_WHAT YOU NEED TO DO:_ On the basis of the records below, report how many lines contain the word "positive". Nothing else should be given.

_Stored items:_
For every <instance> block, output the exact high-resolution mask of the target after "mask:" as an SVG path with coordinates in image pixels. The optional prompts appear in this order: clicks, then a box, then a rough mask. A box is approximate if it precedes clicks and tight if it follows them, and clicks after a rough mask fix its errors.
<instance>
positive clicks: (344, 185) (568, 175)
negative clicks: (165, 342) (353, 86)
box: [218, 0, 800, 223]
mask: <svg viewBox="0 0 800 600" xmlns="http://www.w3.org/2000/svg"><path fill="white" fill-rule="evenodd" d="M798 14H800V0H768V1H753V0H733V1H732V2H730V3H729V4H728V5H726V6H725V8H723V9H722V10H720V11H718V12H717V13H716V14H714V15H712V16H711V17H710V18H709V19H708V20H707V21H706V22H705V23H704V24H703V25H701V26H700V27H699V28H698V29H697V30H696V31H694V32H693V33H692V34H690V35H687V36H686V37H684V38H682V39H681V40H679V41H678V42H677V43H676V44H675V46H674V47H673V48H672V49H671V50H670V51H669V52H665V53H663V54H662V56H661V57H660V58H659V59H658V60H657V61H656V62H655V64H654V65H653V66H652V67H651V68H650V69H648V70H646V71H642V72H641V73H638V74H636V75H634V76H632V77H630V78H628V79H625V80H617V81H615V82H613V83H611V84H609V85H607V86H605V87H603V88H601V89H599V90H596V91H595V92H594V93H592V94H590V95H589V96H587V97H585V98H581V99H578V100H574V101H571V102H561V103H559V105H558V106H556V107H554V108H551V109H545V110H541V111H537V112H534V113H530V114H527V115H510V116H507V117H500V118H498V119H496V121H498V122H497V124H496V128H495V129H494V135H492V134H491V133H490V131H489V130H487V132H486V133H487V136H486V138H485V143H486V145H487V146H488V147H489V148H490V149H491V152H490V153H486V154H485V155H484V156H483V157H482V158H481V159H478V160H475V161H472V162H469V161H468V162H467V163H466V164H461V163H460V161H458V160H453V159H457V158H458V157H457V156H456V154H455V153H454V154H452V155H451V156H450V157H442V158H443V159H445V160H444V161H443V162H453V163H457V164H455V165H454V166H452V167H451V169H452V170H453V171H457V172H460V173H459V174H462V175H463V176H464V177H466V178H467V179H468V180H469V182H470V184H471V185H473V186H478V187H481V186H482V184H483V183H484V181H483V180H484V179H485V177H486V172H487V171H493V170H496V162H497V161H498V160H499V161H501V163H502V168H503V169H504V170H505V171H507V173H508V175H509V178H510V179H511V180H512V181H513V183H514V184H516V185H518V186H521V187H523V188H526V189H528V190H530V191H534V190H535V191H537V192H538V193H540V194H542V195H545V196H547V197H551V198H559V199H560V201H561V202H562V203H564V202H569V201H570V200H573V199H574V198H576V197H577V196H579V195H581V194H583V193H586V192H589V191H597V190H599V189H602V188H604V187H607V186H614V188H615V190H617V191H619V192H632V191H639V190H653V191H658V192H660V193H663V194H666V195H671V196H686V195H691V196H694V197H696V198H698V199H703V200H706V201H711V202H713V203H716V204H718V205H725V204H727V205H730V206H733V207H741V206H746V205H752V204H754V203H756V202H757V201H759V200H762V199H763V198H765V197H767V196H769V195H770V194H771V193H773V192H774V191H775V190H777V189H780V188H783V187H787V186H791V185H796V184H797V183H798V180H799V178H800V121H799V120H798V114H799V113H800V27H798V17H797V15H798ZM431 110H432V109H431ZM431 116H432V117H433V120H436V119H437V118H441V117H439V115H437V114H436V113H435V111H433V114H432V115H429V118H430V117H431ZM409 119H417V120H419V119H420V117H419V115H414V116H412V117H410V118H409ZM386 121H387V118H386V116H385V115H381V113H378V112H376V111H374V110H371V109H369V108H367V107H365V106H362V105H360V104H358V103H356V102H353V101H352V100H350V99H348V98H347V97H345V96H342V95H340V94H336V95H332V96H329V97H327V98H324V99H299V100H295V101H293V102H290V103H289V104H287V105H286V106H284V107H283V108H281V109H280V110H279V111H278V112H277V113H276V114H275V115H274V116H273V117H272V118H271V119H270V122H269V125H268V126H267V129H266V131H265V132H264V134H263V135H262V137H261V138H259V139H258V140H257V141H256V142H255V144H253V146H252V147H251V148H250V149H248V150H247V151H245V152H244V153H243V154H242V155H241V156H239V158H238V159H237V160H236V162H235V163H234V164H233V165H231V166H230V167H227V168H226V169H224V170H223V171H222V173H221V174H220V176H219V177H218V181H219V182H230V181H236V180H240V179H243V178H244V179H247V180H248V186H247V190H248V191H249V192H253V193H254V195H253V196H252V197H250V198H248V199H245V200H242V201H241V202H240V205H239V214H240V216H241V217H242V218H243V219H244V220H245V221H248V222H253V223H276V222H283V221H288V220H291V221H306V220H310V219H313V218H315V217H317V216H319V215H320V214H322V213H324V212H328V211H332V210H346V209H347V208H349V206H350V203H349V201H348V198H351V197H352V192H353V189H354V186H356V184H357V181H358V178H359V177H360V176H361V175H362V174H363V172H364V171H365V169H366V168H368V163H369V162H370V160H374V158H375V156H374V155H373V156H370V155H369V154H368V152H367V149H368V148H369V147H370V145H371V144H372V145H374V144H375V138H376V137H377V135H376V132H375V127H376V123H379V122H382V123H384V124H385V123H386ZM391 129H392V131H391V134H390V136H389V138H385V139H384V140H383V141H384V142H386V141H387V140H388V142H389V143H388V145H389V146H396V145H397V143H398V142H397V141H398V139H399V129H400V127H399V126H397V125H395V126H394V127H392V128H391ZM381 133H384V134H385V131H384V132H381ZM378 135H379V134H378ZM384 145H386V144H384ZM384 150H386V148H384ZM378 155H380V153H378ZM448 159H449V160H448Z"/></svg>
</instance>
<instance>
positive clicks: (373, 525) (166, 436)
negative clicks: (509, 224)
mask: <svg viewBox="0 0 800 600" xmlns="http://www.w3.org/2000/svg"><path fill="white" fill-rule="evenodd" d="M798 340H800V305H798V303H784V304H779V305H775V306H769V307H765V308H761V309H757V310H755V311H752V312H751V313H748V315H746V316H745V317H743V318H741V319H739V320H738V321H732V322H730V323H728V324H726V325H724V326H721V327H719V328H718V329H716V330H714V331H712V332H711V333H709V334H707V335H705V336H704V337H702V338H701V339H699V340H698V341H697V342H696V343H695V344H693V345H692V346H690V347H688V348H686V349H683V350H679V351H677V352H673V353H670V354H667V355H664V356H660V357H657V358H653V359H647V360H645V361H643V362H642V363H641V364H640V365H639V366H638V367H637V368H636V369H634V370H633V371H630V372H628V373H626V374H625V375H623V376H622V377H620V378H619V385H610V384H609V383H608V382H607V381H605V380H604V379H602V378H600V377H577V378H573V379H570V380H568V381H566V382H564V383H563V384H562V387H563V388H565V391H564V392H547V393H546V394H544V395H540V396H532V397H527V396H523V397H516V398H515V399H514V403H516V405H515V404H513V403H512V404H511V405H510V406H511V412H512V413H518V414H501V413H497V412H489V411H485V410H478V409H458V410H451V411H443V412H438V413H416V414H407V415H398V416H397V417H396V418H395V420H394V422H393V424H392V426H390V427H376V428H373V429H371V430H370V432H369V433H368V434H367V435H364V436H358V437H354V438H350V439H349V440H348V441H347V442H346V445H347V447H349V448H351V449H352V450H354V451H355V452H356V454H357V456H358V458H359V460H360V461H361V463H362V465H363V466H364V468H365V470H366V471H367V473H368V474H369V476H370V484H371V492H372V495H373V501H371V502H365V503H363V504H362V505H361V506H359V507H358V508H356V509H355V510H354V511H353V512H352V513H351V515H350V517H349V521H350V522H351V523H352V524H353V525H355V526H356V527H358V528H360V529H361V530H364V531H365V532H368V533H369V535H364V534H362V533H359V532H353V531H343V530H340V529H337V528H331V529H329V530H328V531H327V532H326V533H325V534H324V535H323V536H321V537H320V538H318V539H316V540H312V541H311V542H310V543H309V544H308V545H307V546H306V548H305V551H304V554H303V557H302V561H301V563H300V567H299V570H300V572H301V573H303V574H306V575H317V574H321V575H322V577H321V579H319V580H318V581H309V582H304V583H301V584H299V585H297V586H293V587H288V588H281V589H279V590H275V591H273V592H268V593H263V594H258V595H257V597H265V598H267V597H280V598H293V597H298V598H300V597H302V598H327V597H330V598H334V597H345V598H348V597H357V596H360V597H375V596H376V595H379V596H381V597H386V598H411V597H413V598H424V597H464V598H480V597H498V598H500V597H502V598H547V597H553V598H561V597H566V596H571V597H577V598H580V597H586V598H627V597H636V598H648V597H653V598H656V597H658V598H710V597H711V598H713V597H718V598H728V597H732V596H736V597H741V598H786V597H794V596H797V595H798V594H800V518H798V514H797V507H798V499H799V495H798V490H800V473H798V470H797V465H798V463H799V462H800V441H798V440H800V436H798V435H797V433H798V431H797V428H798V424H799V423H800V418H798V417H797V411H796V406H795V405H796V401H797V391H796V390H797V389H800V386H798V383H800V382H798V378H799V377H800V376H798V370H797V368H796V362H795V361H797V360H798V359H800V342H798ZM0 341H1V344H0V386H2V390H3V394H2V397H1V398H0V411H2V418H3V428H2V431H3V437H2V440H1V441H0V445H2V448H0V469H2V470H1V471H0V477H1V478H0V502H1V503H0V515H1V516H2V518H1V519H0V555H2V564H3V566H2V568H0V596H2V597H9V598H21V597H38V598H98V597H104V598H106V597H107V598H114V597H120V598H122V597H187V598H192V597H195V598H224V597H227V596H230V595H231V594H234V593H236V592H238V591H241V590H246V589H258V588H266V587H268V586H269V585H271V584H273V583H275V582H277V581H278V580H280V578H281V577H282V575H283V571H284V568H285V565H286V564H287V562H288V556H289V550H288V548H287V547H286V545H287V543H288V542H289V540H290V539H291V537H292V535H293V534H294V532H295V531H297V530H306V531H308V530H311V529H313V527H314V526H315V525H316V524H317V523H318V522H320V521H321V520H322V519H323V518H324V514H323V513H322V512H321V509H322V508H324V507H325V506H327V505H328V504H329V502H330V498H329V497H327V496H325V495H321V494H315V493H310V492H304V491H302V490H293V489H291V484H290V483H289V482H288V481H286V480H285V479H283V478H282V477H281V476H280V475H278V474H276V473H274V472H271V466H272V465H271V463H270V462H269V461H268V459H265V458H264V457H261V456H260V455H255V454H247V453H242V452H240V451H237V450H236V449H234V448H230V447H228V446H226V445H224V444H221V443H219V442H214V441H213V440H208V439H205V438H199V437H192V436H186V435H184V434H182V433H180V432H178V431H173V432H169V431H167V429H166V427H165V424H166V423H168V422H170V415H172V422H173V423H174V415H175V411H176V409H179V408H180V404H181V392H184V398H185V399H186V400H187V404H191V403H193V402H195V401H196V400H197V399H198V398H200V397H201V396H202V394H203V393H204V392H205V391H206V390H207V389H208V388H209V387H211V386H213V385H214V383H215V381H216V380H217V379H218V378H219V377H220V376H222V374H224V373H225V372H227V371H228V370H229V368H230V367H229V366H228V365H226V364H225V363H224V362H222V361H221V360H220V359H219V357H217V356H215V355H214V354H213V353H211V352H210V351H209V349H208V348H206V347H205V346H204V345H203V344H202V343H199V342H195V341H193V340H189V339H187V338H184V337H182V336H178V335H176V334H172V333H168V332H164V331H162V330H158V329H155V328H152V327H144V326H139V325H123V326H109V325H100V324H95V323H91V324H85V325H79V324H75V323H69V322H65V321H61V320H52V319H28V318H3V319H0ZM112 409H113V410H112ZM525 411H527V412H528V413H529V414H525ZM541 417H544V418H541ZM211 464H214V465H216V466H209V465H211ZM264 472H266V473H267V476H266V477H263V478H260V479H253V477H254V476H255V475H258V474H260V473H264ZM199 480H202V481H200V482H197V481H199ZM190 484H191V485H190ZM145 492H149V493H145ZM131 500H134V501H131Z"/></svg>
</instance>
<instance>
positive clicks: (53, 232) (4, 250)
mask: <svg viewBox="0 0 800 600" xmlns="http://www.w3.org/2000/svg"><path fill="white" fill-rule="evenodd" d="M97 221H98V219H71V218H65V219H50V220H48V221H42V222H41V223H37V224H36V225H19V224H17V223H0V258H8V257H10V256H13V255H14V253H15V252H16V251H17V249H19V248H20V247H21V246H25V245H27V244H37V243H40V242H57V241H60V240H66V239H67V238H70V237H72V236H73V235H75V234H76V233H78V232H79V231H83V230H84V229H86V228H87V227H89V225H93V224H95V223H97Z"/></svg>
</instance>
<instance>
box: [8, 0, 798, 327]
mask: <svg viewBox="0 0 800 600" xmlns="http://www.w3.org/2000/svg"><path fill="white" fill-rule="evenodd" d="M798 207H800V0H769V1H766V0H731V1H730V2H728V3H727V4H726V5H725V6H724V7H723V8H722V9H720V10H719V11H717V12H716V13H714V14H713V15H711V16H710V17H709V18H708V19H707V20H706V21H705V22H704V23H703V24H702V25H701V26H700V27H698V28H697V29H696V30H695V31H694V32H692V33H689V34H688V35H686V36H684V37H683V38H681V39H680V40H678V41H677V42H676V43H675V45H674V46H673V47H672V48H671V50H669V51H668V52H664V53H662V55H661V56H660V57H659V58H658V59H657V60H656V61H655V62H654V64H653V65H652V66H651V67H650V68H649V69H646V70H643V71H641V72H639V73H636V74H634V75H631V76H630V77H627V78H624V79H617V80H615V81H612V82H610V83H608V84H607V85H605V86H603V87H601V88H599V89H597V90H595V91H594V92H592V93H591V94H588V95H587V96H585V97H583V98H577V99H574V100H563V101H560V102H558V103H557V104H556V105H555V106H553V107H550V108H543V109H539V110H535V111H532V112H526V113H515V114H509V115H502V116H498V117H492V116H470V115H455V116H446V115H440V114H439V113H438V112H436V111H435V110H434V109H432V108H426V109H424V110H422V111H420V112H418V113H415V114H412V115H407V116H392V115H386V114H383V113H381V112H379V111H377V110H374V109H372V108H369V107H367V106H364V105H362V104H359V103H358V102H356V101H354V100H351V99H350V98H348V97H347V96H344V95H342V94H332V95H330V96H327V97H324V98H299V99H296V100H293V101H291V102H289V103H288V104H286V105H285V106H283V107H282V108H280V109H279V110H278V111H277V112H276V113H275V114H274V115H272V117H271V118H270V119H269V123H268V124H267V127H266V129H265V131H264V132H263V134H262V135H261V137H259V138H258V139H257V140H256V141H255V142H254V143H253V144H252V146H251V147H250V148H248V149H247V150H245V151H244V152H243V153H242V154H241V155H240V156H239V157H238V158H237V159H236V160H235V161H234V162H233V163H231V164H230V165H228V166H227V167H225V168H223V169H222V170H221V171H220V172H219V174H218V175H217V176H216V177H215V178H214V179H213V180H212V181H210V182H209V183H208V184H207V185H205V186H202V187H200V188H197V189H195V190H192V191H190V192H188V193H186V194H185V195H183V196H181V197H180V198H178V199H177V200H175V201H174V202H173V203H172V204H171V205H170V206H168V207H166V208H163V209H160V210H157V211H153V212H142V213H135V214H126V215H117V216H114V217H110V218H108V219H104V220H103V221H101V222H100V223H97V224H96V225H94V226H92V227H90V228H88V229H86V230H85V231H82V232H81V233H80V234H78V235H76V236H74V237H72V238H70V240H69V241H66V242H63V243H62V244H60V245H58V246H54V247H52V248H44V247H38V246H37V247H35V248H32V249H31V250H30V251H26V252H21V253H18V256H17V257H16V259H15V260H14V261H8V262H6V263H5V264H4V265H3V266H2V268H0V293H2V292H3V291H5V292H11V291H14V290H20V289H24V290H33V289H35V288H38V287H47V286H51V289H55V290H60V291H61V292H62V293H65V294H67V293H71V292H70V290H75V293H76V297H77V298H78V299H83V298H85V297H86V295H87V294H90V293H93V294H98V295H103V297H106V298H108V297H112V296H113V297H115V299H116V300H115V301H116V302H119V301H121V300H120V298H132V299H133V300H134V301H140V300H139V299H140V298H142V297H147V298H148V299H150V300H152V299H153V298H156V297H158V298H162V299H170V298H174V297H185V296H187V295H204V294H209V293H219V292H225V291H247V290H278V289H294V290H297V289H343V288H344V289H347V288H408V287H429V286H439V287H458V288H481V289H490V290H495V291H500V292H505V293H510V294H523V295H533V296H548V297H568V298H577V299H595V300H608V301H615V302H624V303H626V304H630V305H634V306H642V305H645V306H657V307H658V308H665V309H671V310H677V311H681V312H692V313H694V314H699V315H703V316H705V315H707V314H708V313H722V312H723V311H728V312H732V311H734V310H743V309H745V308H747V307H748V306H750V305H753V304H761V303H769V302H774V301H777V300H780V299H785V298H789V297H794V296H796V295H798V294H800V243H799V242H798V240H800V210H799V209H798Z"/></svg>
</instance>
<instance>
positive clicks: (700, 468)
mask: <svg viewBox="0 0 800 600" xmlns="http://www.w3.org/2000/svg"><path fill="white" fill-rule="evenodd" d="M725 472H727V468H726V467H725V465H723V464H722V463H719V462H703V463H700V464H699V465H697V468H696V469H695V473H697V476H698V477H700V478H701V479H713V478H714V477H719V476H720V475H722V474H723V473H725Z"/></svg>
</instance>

_ANSWER FOR THIS EXERCISE:_ 4